*THE EXERCISE*. Copy the rows below verbatim, beginning with the row that contains "for black shorts" and continuing through the row that contains "[458,316,487,334]", both included. Reproduce no other rows.

*DATASET EXCERPTS*.
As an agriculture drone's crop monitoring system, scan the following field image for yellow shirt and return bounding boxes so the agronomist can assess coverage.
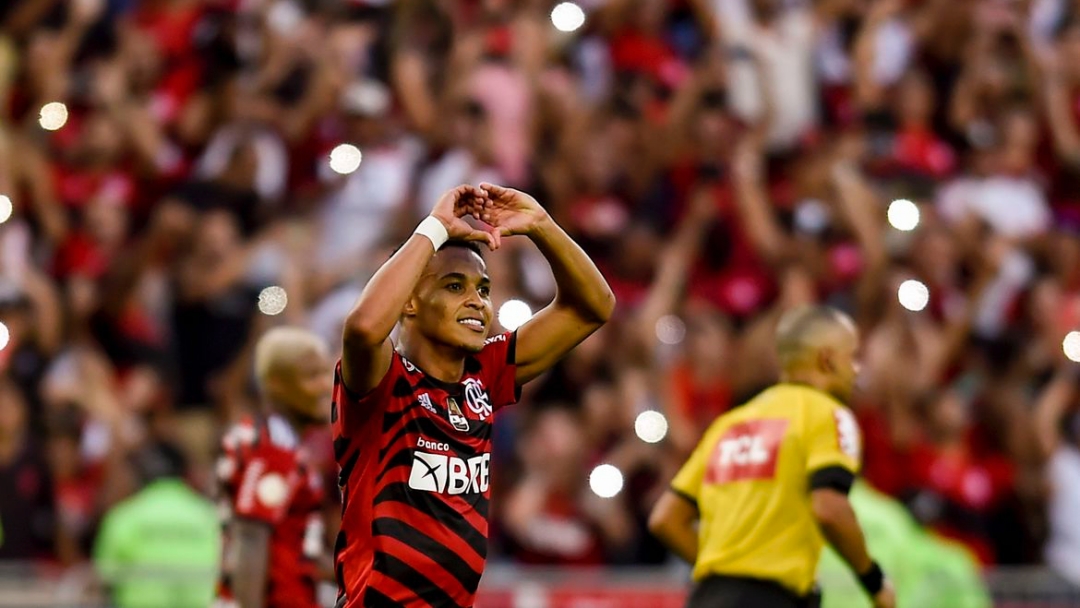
[672,384,862,595]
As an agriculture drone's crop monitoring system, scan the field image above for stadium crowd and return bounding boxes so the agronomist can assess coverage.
[0,0,1080,584]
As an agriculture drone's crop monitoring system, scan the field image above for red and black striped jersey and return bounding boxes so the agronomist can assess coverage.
[330,334,519,608]
[215,415,325,608]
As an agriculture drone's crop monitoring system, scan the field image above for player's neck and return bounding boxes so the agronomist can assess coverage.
[780,369,829,393]
[399,333,465,382]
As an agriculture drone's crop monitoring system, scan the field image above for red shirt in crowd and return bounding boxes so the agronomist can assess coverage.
[217,415,324,608]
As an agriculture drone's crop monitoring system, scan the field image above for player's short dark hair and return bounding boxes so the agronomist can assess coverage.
[390,239,484,259]
[129,441,188,484]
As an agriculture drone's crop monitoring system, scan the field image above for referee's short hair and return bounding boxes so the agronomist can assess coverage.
[777,305,855,368]
[255,325,326,387]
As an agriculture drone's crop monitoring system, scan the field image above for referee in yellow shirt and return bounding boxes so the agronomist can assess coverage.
[649,307,895,608]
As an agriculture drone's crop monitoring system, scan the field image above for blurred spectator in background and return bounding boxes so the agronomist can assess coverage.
[94,443,221,608]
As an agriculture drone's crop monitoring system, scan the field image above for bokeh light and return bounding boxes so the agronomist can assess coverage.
[896,279,930,312]
[589,464,622,498]
[38,102,68,131]
[253,285,288,316]
[889,199,919,232]
[330,144,364,175]
[634,409,667,444]
[1062,332,1080,363]
[657,314,686,344]
[0,194,15,224]
[551,2,585,32]
[499,300,532,332]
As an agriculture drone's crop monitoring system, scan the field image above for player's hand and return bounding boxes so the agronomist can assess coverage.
[874,580,896,608]
[431,185,499,249]
[480,183,550,241]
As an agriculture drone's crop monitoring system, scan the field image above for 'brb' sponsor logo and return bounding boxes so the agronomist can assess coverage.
[408,451,491,496]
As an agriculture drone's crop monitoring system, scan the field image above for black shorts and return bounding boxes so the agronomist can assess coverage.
[686,577,821,608]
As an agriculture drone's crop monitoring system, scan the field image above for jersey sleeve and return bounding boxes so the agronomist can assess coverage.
[232,446,302,524]
[477,332,522,410]
[806,395,862,494]
[671,422,716,505]
[330,353,404,436]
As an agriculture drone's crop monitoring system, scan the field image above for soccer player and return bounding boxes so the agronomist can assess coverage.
[649,307,895,608]
[330,184,615,608]
[215,327,334,608]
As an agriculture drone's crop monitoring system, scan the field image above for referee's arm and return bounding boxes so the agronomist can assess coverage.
[649,422,721,564]
[810,471,872,573]
[649,488,699,564]
[805,404,896,608]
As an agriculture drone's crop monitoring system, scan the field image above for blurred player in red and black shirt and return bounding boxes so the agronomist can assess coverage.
[217,327,332,608]
[330,184,615,608]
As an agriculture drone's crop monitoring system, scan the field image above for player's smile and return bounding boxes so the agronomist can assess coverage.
[458,316,487,334]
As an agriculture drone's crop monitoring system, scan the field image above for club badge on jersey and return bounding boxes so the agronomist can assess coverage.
[446,397,469,433]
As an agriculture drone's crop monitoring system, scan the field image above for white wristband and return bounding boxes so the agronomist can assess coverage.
[413,215,450,252]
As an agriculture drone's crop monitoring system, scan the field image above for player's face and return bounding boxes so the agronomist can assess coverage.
[271,348,334,421]
[406,247,492,352]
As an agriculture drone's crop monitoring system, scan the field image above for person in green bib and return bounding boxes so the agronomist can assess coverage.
[818,481,993,608]
[94,444,221,608]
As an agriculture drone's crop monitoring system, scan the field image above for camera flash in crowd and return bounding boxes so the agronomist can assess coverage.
[1062,332,1080,363]
[330,144,364,175]
[634,409,667,444]
[38,102,67,131]
[657,314,686,346]
[551,2,585,32]
[589,464,622,498]
[889,199,919,232]
[896,279,930,312]
[259,285,288,316]
[499,300,532,332]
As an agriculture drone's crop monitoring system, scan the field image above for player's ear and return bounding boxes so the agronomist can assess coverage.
[402,294,417,317]
[818,349,836,374]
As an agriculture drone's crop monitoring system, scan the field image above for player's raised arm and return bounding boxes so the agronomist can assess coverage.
[341,186,498,394]
[481,184,615,384]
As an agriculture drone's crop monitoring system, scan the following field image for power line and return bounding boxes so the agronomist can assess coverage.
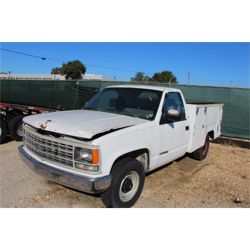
[0,48,144,73]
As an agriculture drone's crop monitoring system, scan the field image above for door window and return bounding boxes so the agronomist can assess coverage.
[162,92,186,121]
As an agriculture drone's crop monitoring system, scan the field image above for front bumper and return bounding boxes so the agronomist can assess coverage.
[18,145,111,194]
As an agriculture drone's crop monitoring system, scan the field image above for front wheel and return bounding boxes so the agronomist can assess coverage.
[191,135,209,161]
[101,157,145,208]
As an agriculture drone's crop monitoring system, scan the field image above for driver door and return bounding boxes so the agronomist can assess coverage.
[159,92,190,165]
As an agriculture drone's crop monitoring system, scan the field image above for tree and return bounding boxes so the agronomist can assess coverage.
[152,71,178,83]
[51,60,86,80]
[131,72,152,82]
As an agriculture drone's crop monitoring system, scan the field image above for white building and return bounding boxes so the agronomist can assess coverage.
[0,72,114,81]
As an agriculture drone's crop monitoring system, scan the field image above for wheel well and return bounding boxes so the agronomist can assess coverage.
[208,130,214,139]
[112,148,149,172]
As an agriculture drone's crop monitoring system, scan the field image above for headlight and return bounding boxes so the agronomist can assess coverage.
[74,147,99,172]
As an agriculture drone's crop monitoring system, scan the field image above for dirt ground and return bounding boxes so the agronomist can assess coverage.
[0,141,250,208]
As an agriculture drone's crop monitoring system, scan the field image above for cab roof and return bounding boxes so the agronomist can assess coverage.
[106,84,179,91]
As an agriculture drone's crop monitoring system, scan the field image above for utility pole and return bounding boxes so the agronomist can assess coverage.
[188,72,191,85]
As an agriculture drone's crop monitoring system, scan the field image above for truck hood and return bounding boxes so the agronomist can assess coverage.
[23,110,147,139]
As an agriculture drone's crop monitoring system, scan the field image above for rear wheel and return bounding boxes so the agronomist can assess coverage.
[0,120,8,144]
[191,135,209,161]
[101,158,145,208]
[9,115,24,141]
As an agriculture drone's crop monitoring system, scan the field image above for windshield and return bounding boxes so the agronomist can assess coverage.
[83,88,162,120]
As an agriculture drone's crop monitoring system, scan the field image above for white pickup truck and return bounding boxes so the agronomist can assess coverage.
[19,85,223,207]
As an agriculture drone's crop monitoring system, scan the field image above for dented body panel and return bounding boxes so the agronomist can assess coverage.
[23,110,147,139]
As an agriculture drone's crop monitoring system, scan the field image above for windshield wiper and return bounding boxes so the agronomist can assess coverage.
[119,111,139,118]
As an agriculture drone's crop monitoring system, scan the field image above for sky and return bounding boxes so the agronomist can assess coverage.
[0,42,250,88]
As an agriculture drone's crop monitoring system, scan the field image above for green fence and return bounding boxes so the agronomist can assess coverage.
[0,80,250,139]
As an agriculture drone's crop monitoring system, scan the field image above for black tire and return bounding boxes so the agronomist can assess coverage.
[9,115,24,141]
[191,135,209,161]
[101,157,145,208]
[0,120,8,144]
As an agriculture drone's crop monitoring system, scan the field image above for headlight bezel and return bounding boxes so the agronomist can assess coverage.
[74,146,100,173]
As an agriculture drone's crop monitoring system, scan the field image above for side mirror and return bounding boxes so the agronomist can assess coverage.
[160,109,181,124]
[167,109,181,118]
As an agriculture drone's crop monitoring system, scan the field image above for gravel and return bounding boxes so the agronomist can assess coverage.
[0,141,250,208]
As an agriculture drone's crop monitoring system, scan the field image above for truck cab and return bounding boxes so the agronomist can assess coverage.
[19,85,223,207]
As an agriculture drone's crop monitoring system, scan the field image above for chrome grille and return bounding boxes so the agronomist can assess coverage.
[23,125,74,167]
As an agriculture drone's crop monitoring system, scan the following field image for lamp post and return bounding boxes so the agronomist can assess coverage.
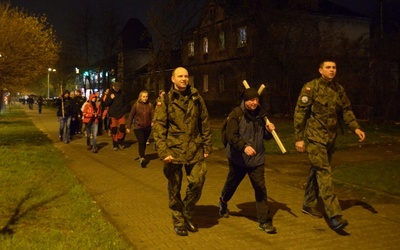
[47,68,56,99]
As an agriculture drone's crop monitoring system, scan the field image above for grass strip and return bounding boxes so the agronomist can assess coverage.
[0,108,129,249]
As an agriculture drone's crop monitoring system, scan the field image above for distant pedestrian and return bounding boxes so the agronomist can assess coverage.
[153,67,212,236]
[101,89,111,136]
[126,90,154,168]
[26,96,35,110]
[36,96,44,114]
[83,94,101,153]
[104,82,128,151]
[294,60,365,230]
[73,89,86,135]
[56,90,76,143]
[94,91,104,135]
[219,88,276,234]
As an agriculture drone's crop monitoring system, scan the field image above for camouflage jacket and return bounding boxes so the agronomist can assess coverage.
[294,77,360,145]
[153,86,212,164]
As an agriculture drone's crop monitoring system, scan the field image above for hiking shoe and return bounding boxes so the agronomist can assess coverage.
[219,198,229,218]
[258,222,276,234]
[330,215,349,231]
[301,205,323,218]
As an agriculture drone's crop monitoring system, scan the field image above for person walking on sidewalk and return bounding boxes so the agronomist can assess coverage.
[37,96,44,114]
[126,90,154,168]
[56,90,76,144]
[294,60,365,230]
[104,82,128,151]
[82,94,101,153]
[153,67,212,236]
[219,88,276,233]
[101,89,111,136]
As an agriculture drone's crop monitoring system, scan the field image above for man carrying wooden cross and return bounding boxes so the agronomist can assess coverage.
[219,88,276,234]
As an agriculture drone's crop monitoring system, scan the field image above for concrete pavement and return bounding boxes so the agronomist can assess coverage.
[25,106,400,249]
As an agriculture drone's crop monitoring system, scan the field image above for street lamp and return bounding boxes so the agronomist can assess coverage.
[47,68,56,99]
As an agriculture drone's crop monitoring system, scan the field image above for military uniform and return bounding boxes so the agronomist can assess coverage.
[294,77,360,218]
[153,86,212,229]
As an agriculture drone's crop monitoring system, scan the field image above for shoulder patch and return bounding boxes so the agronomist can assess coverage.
[300,95,309,104]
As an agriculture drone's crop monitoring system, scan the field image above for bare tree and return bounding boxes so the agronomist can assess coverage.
[0,3,60,90]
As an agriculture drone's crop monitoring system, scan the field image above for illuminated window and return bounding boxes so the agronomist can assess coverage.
[203,75,208,92]
[189,76,195,87]
[238,26,247,47]
[219,31,225,50]
[188,41,194,56]
[203,37,208,54]
[218,74,225,93]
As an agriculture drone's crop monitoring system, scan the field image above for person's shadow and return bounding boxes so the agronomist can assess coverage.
[195,198,298,228]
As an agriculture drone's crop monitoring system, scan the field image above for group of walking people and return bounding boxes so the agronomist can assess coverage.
[58,60,365,236]
[153,60,365,236]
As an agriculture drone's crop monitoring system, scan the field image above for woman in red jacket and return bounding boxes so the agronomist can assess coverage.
[83,94,101,153]
[126,90,154,168]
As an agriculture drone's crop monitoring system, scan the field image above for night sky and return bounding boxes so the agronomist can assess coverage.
[10,0,155,39]
[5,0,400,40]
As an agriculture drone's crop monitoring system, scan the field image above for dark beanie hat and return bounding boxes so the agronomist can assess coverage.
[243,88,260,101]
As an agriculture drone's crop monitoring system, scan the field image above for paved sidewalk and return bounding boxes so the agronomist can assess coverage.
[26,107,400,250]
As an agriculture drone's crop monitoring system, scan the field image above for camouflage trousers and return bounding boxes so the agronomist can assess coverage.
[164,161,207,226]
[303,142,342,218]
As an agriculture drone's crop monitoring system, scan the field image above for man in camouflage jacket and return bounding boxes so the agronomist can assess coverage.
[153,67,212,236]
[294,60,365,230]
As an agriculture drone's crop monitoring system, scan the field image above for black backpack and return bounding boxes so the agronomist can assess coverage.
[221,107,243,148]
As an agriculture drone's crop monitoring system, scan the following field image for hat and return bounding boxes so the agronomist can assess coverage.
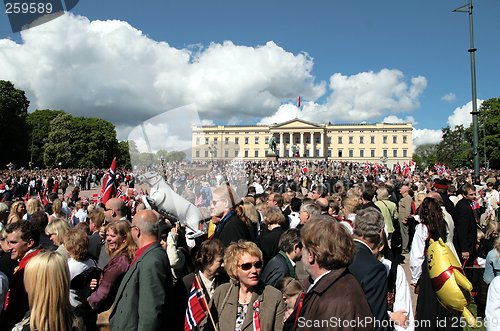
[433,178,448,190]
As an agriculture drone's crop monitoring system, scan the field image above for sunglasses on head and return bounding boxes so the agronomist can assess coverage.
[238,261,262,271]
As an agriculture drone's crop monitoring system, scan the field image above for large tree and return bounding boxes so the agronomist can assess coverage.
[43,113,73,168]
[479,98,500,169]
[0,80,29,168]
[26,109,64,168]
[71,117,118,168]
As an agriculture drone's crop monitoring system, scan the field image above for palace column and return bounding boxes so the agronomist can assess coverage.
[279,132,285,157]
[309,131,316,157]
[319,131,325,157]
[300,132,304,157]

*COMPLETE ANSWER*.
As an agriculture drone's crop monitoring system, scan the field image above for black shorts and return bounding boxes so the agronomist can assess coverage.
[686,577,821,608]
As an agriculture drone's crop monitoring system, scan the field image above for jersey sleeve and return bounding boxes so the agronomist can assess coverage.
[232,446,302,524]
[477,332,522,410]
[806,395,862,494]
[671,422,716,505]
[330,353,404,436]
As an agriculture drone's crop monitoring system, scan the field image above for soccer player and return bounding boxes so the agronomist can assess coverage.
[649,307,895,608]
[330,184,615,608]
[215,327,334,608]
As an agriculture drone's crop monitoring system, scan the field image above for referee's arm and return bounding boxes so the agronomist can assess coverage.
[649,422,721,564]
[810,471,872,573]
[649,488,699,564]
[805,404,896,608]
As an agriculture drone's crop monitoring system, scan the field image above for blurred player in red and black shirt and return bounding boxes so the agronomist can assess coverage.
[217,327,332,608]
[330,184,615,608]
As an agriculture drone's crop monitoring system, scan the field image above for player's smile and return bounding boxes so the agronomist can assess coverage.
[458,316,487,334]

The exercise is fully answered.